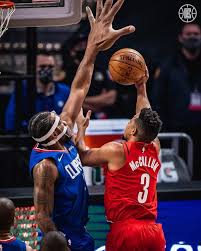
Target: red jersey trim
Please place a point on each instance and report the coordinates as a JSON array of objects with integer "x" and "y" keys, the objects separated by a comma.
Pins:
[{"x": 13, "y": 238}]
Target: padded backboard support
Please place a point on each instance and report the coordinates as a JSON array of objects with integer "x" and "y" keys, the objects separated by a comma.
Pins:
[{"x": 38, "y": 13}]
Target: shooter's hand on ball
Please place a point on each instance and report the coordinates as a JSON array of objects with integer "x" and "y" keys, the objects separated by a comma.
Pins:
[
  {"x": 102, "y": 36},
  {"x": 141, "y": 83}
]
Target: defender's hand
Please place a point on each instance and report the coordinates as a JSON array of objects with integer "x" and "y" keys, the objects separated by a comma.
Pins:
[{"x": 102, "y": 36}]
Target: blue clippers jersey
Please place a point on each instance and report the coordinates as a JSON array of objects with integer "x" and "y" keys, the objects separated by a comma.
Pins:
[
  {"x": 12, "y": 244},
  {"x": 71, "y": 196}
]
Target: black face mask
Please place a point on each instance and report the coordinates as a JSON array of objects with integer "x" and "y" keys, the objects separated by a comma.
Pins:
[
  {"x": 45, "y": 75},
  {"x": 191, "y": 44}
]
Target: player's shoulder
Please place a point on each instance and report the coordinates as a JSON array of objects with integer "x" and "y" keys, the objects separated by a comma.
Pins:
[
  {"x": 115, "y": 147},
  {"x": 45, "y": 166}
]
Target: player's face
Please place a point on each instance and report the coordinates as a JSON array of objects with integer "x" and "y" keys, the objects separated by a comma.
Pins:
[{"x": 131, "y": 127}]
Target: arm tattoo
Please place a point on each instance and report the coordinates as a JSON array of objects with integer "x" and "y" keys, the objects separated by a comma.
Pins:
[{"x": 44, "y": 178}]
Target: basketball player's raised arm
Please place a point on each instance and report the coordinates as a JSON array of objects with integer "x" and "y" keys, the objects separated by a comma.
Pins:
[
  {"x": 45, "y": 175},
  {"x": 142, "y": 98},
  {"x": 143, "y": 101},
  {"x": 111, "y": 153},
  {"x": 102, "y": 36}
]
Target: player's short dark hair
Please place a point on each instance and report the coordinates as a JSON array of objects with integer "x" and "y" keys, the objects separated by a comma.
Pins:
[
  {"x": 7, "y": 214},
  {"x": 149, "y": 125},
  {"x": 54, "y": 241},
  {"x": 40, "y": 124}
]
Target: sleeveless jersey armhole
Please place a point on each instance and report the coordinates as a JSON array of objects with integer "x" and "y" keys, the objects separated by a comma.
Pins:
[{"x": 126, "y": 149}]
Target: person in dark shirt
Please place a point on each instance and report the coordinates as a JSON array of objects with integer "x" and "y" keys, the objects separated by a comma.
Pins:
[
  {"x": 50, "y": 95},
  {"x": 8, "y": 242},
  {"x": 54, "y": 241},
  {"x": 177, "y": 90}
]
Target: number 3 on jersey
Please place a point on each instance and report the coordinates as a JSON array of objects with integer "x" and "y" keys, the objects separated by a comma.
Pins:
[{"x": 145, "y": 181}]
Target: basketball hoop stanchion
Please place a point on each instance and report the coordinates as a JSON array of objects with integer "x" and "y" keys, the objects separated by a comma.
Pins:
[{"x": 7, "y": 8}]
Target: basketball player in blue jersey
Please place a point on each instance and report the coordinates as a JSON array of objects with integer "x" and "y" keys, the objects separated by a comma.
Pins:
[
  {"x": 60, "y": 191},
  {"x": 7, "y": 241}
]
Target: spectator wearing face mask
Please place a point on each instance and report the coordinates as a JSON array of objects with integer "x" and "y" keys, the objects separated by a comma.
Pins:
[
  {"x": 177, "y": 90},
  {"x": 50, "y": 95}
]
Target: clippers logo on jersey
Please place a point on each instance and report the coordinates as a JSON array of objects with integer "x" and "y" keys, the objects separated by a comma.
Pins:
[
  {"x": 74, "y": 168},
  {"x": 144, "y": 161}
]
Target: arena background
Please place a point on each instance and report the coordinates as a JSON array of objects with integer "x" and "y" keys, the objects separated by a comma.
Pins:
[{"x": 157, "y": 25}]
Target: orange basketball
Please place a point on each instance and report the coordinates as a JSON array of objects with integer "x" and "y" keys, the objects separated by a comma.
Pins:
[{"x": 126, "y": 66}]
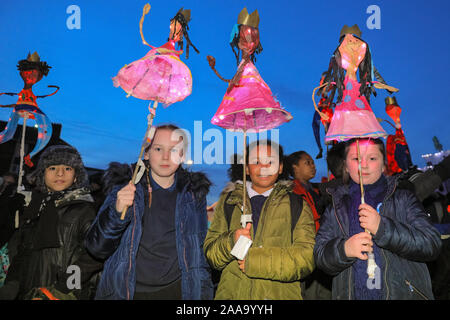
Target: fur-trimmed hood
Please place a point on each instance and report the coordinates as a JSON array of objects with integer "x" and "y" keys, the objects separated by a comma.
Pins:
[{"x": 121, "y": 174}]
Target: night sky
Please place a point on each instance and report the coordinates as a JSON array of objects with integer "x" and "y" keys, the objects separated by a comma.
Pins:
[{"x": 411, "y": 51}]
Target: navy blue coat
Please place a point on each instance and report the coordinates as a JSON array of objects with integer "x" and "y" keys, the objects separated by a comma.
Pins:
[
  {"x": 118, "y": 240},
  {"x": 405, "y": 235}
]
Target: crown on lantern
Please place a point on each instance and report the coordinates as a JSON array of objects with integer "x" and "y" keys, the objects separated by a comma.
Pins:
[
  {"x": 33, "y": 57},
  {"x": 353, "y": 30},
  {"x": 391, "y": 101},
  {"x": 251, "y": 20},
  {"x": 185, "y": 13}
]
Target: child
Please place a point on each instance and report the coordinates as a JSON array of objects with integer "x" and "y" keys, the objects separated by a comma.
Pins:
[
  {"x": 281, "y": 253},
  {"x": 155, "y": 252},
  {"x": 401, "y": 236},
  {"x": 301, "y": 167},
  {"x": 51, "y": 236}
]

-=-=-

§ **Exercise goal**:
Print each line above exactly as it appears, excluding all images.

§ **Result for this exercise**:
Target: red jersey trim
Please place a point on each instance and report the coordinates as a JSON array of objects with integer "x" and "y" keys, the objects separated by a comma.
Pins:
[{"x": 13, "y": 238}]
Target: padded backboard support
Please place a point on each instance and report the coordinates as a JSON array of objects with integer "x" and "y" keys, the objects separated by a comma.
Pins:
[{"x": 38, "y": 13}]
Target: shooter's hand on ball
Please place a point on each instance and report the coordinates as a JSON array of objects with integer "x" and "y" keys, the objects separated by a comma.
Pins:
[
  {"x": 102, "y": 36},
  {"x": 141, "y": 83}
]
Target: defender's hand
Please place a point on each instance and report the coordinates as a JSON array of objects with integer "x" and "y" keys, the objects separated by a comma.
Pins:
[{"x": 102, "y": 36}]
Target: blue clippers jersey
Please place a point on each instance and report the coordinates as a JSON array of objects with integer "x" and "y" keys, the objects separated by a comma.
Pins:
[
  {"x": 12, "y": 244},
  {"x": 71, "y": 196}
]
Target: black face mask
Please place a point on each instance and report the coordinates as a JSON array of objects with integer "x" and "y" keys, the objects separated by a comma.
Pins:
[
  {"x": 45, "y": 75},
  {"x": 191, "y": 44}
]
Target: player's shoulder
Please place a point on each instance and report the coordinates as a JSON array of objects with integer "x" and "y" keys, the objects separated by a comma.
Pins:
[
  {"x": 115, "y": 147},
  {"x": 45, "y": 166}
]
Target: player's face
Please place a point on each instance and report the coordinates as a JSON array of objects with integer "x" and "y" keys, the objects separated by a comma.
Pins:
[{"x": 131, "y": 127}]
Target: arm tattoo
Please place a point on each instance and report the coordinates as a JSON array of objects with integer "x" and "y" keys, the objects separated by a comma.
Pins:
[{"x": 44, "y": 178}]
Target: basketball player's raised arm
Please place a point on each instance and report the coordinates as a JSON array of objects with integer "x" and "y" keys, the objects separated by a comma.
Pins:
[
  {"x": 45, "y": 175},
  {"x": 142, "y": 98},
  {"x": 143, "y": 101},
  {"x": 111, "y": 153},
  {"x": 102, "y": 36}
]
Target: player's short dark hair
Please place a point on each instance and report the coordinates as a JSON array of objects with integer "x" and "y" keys, the objects separated by a comma.
Pins:
[
  {"x": 7, "y": 214},
  {"x": 149, "y": 125},
  {"x": 54, "y": 241},
  {"x": 40, "y": 124}
]
Target: sleeveless jersey armhole
Please place a point on each instance and report the coordinates as a JSON array of objects with integer "x" and "y" keys, the objects separated by a comma.
Pins:
[{"x": 126, "y": 149}]
Target: person in dark shirt
Please place a point on each instance and report the coordinates as a JSON array of objects with integer "x" and "y" keys, the objects separated by a comma.
Pins:
[
  {"x": 50, "y": 95},
  {"x": 8, "y": 242},
  {"x": 54, "y": 241},
  {"x": 177, "y": 90}
]
Target: number 3 on jersey
Please place a point on each instance and report the coordinates as a JSON array of objects with integer "x" and "y" keys, the objects separated by a comma.
Pins:
[{"x": 145, "y": 181}]
Target: basketball hoop stanchion
Please place a point on each instance and report the coordinates as a JSON array of objects with integer "x" and "y" keys, the objects separated by a comma.
Pins:
[{"x": 7, "y": 8}]
Target: basketball player in blue jersey
Please place a point on each instance and report the coordinates as a JSON array of objects with integer "x" and "y" keys, the objects separated by a comma.
Pins:
[
  {"x": 60, "y": 191},
  {"x": 7, "y": 241}
]
Target: spectator wearing face mask
Please place a point on each instance and report the coordinates as a JSON array of objects with integer "x" and "y" keys, the objects separated by a comma.
Pins:
[
  {"x": 177, "y": 90},
  {"x": 50, "y": 95}
]
Target: clippers logo on jersey
Please place a point on each instance and report the coordinates as a JSON array of objects with integer "x" and "y" keys, the objects separated by a comma.
Pins:
[
  {"x": 74, "y": 168},
  {"x": 144, "y": 161}
]
Target: arena background
Please place a point on each instance and report the coordinates as a JSON array of objects with integer "x" and "y" keys, the objects separated by a comma.
Pins:
[{"x": 157, "y": 25}]
Target: orange basketball
Please place a point on each instance and report the coordinates as a JSON array of objects with integer "x" and "y" keys, the objects separated by a comma.
Pins:
[{"x": 126, "y": 66}]
Target: fur-trimmed hood
Please place a point on each instance and report the coordinates as a JSON array of objects with integer "x" and "y" keys, the objects separated by a comma.
Pins:
[{"x": 121, "y": 174}]
Target: night sky
Please place a point on each instance and report the coordinates as a JSON array of objects with integer "x" and "y" keys, the objects separated by a comma.
Pins:
[{"x": 411, "y": 51}]
Target: navy blue coat
Please place a point on each instance and report the coordinates as a JSON array of objects with integer "x" and "y" keys, the objects separated by a comma.
Pins:
[
  {"x": 118, "y": 240},
  {"x": 405, "y": 235}
]
Target: crown on lantern
Please place a point on each instance and report the coordinates as a JSON array of objects with integer "x" and "y" keys, the objects separated by a comma.
Pins:
[
  {"x": 33, "y": 57},
  {"x": 353, "y": 30},
  {"x": 391, "y": 101},
  {"x": 251, "y": 20},
  {"x": 185, "y": 13}
]
Target: child
Please place a point on each instance and report the coordinates as a JSON array of objects with integer "x" and "y" keys, the objects separated by a comma.
Pins:
[
  {"x": 281, "y": 253},
  {"x": 155, "y": 252},
  {"x": 401, "y": 236},
  {"x": 301, "y": 167},
  {"x": 51, "y": 236}
]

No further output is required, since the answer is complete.